[Teks Dokumen]
• • • •

Sengketa Proyek Pelabuhan Marunda, Ini Klarifikasi KBN dan KCN
Berita

Sengketa Proyek Pelabuhan Marunda, Ini Klarifikasi KBN dan KCN

Saat ini, gugatan perdata yang dilayangkan PT KBN kepada PT KCN sudah sampai kepada tahap kasasi di Mahkamah Agung.

Fitri Novia Heriani
Bacaan 2 Menit
Pelabuhan Marunda. Foto: mtcport.com
Pelabuhan Marunda. Foto: mtcport.com

Kasus yang membelit PT Kawasan Berikat Nusantara (PT KBN-Persero) dan PT Karya Teknik Utama (PT KTU) terkait kepemilikan saham PT Karya Citra Nusantara (PT KCN) semakin rumit. Saat ini, gugatan perdata yang dilayangkan PT KBN kepada PT KCN sudah sampai kepada tahap kasasi di Mahkamah Agung (MA).

 

Namun sejak perkara ini bergulir di meja hijau, PT KTU selaku pemegang kontrol atas PT KCN mengklaim bahwa PT KBN tidak memiliki hak atas 50 persen saham PT KCN yang disebut oleh PT KBN. Pasalnya, PT KBN tidak mampu menyetor modal hingga batas waktu yang ditentukan karena tidak memiliki izin oleh Kementerian BUMN dan Pemda DKI Jakarta sebagai pemilik saham PT KBN.

 

Terkait tudingan tersebut, PT KBN memberikan klarifikasi. Lewat kuasa hukum Hamdan Zoelva, PT KBN mencoba menjawab pernyataan PT KTU dan PT KCN tersebut.

• • • •

[Informasi yang Ditampilkan]
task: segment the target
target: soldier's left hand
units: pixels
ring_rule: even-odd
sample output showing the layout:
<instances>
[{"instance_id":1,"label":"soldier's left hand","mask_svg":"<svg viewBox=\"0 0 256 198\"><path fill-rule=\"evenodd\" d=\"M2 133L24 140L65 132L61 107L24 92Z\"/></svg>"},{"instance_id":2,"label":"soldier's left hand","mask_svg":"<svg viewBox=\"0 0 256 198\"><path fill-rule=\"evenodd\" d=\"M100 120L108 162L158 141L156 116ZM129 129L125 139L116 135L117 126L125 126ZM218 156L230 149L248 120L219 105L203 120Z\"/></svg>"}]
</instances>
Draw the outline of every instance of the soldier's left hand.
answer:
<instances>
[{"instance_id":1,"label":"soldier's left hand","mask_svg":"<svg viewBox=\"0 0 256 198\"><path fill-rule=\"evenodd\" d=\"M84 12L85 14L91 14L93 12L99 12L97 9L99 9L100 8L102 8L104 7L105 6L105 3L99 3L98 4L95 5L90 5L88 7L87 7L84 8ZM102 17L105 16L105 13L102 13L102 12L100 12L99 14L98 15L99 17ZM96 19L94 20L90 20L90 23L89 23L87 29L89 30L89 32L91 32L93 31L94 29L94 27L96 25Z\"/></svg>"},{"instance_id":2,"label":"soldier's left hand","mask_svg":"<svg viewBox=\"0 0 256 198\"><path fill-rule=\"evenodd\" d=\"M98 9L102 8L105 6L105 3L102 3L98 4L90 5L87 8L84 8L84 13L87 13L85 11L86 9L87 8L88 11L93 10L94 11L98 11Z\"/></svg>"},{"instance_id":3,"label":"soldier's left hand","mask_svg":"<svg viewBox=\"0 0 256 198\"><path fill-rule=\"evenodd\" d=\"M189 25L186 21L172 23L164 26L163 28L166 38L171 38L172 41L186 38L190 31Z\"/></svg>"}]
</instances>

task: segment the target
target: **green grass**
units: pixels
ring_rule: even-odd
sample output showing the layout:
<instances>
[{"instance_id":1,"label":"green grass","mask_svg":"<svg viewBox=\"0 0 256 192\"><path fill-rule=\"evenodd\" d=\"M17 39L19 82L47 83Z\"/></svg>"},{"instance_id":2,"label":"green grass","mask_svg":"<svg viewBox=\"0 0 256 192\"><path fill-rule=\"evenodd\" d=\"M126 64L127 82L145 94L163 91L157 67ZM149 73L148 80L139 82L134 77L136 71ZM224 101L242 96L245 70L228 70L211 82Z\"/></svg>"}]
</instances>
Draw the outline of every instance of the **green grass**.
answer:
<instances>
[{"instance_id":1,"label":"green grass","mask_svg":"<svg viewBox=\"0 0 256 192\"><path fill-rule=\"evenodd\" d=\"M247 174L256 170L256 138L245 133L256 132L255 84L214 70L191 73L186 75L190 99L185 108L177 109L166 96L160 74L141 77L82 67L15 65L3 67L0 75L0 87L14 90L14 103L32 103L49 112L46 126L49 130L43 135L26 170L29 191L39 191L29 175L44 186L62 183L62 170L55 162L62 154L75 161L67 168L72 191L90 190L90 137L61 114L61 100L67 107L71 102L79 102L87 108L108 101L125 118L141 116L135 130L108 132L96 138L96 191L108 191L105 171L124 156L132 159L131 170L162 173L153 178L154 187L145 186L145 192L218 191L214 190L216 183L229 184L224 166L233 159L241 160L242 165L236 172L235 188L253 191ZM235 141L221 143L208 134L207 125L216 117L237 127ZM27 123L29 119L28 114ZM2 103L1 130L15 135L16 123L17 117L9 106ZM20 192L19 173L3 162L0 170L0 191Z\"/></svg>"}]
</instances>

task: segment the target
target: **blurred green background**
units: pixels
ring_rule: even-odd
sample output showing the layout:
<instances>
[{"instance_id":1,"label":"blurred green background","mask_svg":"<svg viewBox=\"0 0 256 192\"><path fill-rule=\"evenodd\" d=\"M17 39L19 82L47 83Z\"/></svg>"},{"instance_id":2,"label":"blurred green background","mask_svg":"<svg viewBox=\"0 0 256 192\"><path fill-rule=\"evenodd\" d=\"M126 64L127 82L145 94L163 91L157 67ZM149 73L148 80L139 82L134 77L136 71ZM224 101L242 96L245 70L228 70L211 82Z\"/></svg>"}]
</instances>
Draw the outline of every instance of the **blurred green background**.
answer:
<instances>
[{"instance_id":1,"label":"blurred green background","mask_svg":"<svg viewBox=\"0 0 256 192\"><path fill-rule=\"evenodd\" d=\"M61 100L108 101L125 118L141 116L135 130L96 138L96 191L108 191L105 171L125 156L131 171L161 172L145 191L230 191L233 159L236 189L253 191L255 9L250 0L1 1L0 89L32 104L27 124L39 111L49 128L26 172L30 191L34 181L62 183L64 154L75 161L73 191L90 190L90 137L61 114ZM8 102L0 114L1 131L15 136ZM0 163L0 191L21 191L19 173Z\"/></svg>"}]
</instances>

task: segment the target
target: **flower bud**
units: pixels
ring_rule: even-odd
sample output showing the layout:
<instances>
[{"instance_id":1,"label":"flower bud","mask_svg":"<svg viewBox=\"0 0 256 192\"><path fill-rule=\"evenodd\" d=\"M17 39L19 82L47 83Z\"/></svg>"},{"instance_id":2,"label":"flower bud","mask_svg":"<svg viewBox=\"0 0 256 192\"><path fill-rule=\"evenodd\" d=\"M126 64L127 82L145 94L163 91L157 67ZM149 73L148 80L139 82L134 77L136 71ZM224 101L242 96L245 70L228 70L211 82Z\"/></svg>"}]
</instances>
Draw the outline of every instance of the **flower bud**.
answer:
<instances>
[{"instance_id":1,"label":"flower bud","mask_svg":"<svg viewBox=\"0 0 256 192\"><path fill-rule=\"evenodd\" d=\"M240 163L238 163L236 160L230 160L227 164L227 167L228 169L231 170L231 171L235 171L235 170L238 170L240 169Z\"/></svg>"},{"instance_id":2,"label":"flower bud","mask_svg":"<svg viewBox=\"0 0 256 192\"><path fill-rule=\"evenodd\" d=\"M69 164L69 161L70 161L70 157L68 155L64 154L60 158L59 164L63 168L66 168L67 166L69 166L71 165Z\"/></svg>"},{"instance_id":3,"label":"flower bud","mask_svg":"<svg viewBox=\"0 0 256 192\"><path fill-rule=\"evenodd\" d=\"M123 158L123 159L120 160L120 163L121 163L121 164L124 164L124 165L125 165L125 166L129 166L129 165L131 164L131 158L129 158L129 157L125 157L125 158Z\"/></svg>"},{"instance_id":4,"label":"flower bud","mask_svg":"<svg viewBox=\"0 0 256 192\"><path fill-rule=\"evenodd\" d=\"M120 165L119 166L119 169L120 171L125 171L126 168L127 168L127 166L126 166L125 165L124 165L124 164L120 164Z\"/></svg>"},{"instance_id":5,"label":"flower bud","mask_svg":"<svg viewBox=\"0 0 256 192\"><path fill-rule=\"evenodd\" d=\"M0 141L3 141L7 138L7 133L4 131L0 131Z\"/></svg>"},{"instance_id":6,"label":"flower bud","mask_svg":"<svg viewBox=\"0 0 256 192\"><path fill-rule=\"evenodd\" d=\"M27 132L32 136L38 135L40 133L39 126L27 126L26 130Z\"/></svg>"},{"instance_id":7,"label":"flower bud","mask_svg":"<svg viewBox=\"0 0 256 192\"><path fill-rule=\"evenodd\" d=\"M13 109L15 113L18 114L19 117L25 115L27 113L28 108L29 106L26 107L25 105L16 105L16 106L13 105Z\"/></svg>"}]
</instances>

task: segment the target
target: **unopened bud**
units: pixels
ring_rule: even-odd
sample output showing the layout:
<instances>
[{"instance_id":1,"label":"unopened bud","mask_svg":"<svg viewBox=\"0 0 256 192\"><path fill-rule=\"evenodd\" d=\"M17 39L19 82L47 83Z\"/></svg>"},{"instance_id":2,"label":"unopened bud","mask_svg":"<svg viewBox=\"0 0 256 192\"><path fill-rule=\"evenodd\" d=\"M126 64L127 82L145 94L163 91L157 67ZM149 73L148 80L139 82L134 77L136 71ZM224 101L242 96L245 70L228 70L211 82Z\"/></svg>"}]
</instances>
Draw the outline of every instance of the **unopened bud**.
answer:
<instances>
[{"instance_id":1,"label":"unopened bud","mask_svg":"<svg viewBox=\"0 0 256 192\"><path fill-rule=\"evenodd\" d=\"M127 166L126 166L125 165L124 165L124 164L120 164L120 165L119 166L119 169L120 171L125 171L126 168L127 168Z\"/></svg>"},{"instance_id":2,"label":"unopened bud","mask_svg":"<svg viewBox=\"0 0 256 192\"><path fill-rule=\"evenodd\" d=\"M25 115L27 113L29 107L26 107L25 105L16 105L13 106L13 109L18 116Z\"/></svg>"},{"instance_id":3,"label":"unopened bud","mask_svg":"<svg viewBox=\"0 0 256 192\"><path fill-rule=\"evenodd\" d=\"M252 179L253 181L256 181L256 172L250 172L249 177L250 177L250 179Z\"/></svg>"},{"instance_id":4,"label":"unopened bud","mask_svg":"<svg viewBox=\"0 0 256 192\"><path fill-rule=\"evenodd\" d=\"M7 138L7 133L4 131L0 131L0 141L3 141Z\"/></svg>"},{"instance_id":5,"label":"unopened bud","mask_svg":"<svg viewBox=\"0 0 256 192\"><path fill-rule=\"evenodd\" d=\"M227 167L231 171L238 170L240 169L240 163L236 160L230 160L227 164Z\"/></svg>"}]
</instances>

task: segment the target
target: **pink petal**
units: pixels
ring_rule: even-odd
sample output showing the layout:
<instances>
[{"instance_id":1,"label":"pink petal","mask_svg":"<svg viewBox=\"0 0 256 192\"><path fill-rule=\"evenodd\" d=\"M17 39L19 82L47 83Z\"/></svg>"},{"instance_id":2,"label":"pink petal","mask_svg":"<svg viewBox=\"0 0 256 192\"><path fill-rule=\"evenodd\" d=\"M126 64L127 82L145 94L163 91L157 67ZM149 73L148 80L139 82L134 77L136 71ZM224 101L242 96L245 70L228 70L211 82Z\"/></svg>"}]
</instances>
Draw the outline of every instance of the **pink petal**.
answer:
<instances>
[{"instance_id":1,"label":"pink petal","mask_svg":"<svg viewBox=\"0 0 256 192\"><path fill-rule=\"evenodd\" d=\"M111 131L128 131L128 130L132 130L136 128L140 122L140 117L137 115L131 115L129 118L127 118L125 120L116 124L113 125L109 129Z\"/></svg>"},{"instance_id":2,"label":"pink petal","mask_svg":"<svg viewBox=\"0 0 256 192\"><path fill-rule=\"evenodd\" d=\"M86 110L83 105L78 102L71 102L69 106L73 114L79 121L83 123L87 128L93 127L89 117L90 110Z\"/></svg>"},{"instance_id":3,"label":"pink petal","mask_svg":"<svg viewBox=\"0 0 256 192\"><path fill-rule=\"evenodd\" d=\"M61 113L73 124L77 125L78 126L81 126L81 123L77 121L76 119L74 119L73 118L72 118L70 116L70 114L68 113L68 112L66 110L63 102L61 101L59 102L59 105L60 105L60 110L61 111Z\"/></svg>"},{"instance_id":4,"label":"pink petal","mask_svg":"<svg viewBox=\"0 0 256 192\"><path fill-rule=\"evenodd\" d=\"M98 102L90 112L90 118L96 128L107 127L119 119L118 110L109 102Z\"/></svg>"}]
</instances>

• • • •

Tuliskan ulang kata demi kata bagian teks tentang sengketa Pelabuhan Marunda, mulai dari "Terkait tudingan tersebut, PT" sampai "PT KCN tersebut.".

Terkait tudingan tersebut, PT KBN memberikan klarifikasi. Lewat kuasa hukum Hamdan Zoelva, PT KBN mencoba menjawab pernyataan PT KTU dan PT KCN tersebut.